*Work required*: Rewrite the listing below, renaming "Target" to "Object" everywhere and changing nothing else. Leave the pictures out of your answer.

*** Data rows ***

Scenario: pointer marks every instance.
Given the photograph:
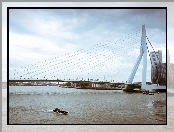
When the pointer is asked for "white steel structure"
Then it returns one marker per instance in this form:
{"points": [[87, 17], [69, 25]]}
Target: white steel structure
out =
{"points": [[143, 53]]}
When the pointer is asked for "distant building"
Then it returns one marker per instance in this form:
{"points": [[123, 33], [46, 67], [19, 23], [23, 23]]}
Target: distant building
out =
{"points": [[158, 69], [170, 72]]}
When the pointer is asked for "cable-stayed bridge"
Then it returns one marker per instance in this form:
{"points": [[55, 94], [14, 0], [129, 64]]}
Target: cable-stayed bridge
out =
{"points": [[102, 62]]}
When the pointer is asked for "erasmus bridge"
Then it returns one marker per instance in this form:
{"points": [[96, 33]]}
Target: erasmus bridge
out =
{"points": [[103, 62]]}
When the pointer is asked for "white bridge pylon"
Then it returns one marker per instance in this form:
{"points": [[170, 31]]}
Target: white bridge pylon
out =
{"points": [[143, 53]]}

***

*Exercise solution*:
Scenario: pointer marks every instance.
Given the photograph:
When the pointer is asked for "white steel structure"
Then it returns one marker per instance in this form:
{"points": [[87, 17], [69, 25]]}
Object: white steel structure
out =
{"points": [[143, 53]]}
When the pointer is asked for "distant building"
Then it returns one marker per instance in this form:
{"points": [[123, 33], [46, 67], [19, 23], [23, 23]]}
Object: distant building
out =
{"points": [[158, 69], [170, 72]]}
When the pointer is asked for "cable-stayed bridge"
Then it returns one marker per instance in this form:
{"points": [[55, 94], [14, 0], [129, 64]]}
Object: cable-stayed bridge
out =
{"points": [[102, 62]]}
When the pointer is asked for "erasmus bridge"
Then it returns one marker per instance in this form:
{"points": [[96, 33]]}
Object: erasmus bridge
out =
{"points": [[103, 62]]}
When the pointer is asked for "white bridge pylon"
Then it returns one marker per instance in this form:
{"points": [[170, 31]]}
Object: white bridge pylon
out =
{"points": [[143, 53]]}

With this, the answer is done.